◆ PASSAGE PROVIDED
[Begin]
This matters because the Trust's financial opacity is not a bug — it is, functionally, a feature. The Ayodhya temple is the BJP's single most potent cultural and electoral symbol. The Trust's members include figures closely aligned with the ruling establishment. Shielding the Trust from RTI scrutiny means shielding it from the kind of drip-drip revelations — contract irregularities, donation discrepancies, spending patterns — that could tarnish the symbol. In electoral terms, the firewall protects not just the Trust but the narrative.
Compare this with other religious trusts that DO fall under RTI. The Tirumala Tirupati Devasthanams (TTD), managed by the Andhra Pradesh government, is a public authority and subject to RTI. Its finances — including the famous hundi collections — are audited and disclosable. The Sabarimala temple board in Kerala faces similar scrutiny. The Ram Mandir Trust, by contrast, now operates in a disclosure vacuum that no other major temple trust of comparable scale enjoys.
What Comes Next — The Corner the Government May Have Painted Itself Into
The forward risk is real, and it is political, not legal. As long as the temple construction proceeds smoothly and the BJP's cultural narrative around Ayodhya remains intact, the firewall holds. But if — and this is the scenario opposition strategists are openly gaming — any financial irregularity surfaces through other channels (a whistleblower, a media investigation, a PIL), the government's own CIC submission becomes a double-edged sword. It will be cited not as a technicality but as evidence of a deliberate cover-up. The very document that protects the Trust today could become the prosecution's exhibit tomorrow in the court of public opinion.
Watch, too, for the CIC's own institutional response. The commission has, in the past, pushed back against government attempts to narrow RTI's scope. A future CIC bench — particularly one with commissioners appointed after a change in political winds — could revisit the classification. The legal question of whether a body created by government notification, on court orders, managing public donations on public land, is truly "independent" is far from settled in Indian jurisprudence.
And then there is the Supreme Court itself. The 2019 verdict directed the government to create the Trust but did not explicitly address its RTI status. A PIL challenging the MHA's position is not a matter of if but when, according to legal experts tracking transparency litigation.
The Deeper Question
Strip away the legal scaffolding, and what remains is a question that should unsettle every Indian who has donated to the Ram Mandir, regardless of political affiliation: if the Trust is not answerable to the government that created it, and not answerable to the citizens whose donations fund it, then who exactly is it answerable to?
The MHA's submission to the CIC answered a narrow procedural question. But it opened a vast democratic one. In a republic where a ₹500 municipal file can be RTI'd, the idea that thousands of crores in devotional money — collected in the name of faith, on land awarded by the highest court, managed by a body created by the state — should be beyond scrutiny is not a legal technicality. It is a political architecture. And architectures, as Ayodhya itself teaches us, are never permanent.
Allegations reported here are attributed to named sources and remain unproven unless a court has ruled; matters sub judice are reported without prejudgment.
[End]
◆ PROBLEM SET
a. In the passage on the Ram Mandir Trust, copy the stretch from "The MHA's submission" through "reported without prejudgment.", substituting "religious" for "devotional".
b. In the passage on the Ram Mandir Trust, list the other channels through which a financial irregularity might surface.
The records play no part in any of the work.

Data records
[Begin]
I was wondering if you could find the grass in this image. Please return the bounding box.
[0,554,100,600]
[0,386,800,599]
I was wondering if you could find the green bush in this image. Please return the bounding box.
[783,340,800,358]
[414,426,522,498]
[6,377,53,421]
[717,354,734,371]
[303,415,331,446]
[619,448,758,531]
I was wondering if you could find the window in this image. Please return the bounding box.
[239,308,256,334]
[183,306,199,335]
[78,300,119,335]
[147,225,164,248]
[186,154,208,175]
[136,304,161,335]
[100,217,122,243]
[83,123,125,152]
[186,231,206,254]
[End]
◆ TASK RESULTS
a.
The MHA's submission to the CIC answered a narrow procedural question. But it opened a vast democratic one. In a republic where a ₹500 municipal file can be RTI'd, the idea that thousands of crores in religious money — collected in the name of faith, on land awarded by the highest court, managed by a body created by the state — should be beyond scrutiny is not a legal technicality. It is a political architecture. And architectures, as Ayodhya itself teaches us, are never permanent.
Allegations reported here are attributed to named sources and remain unproven unless a court has ruled; matters sub judice are reported without prejudgment.

b.
- a whistleblower
- a media investigation
- a PIL